**Data supplied:**

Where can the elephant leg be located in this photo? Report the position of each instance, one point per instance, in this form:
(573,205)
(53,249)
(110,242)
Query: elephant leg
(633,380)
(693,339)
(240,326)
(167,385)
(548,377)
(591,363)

**Do this:** Copy the lines above, putting "elephant foot" wherever "elephant leg" appears and keeping everything else the same.

**The result:**
Where can the elephant foot be located in this photo? Report the position of each instance, one point per instance, in this form:
(573,205)
(53,249)
(110,242)
Query: elephant foot
(633,380)
(693,339)
(240,326)
(167,385)
(548,377)
(591,363)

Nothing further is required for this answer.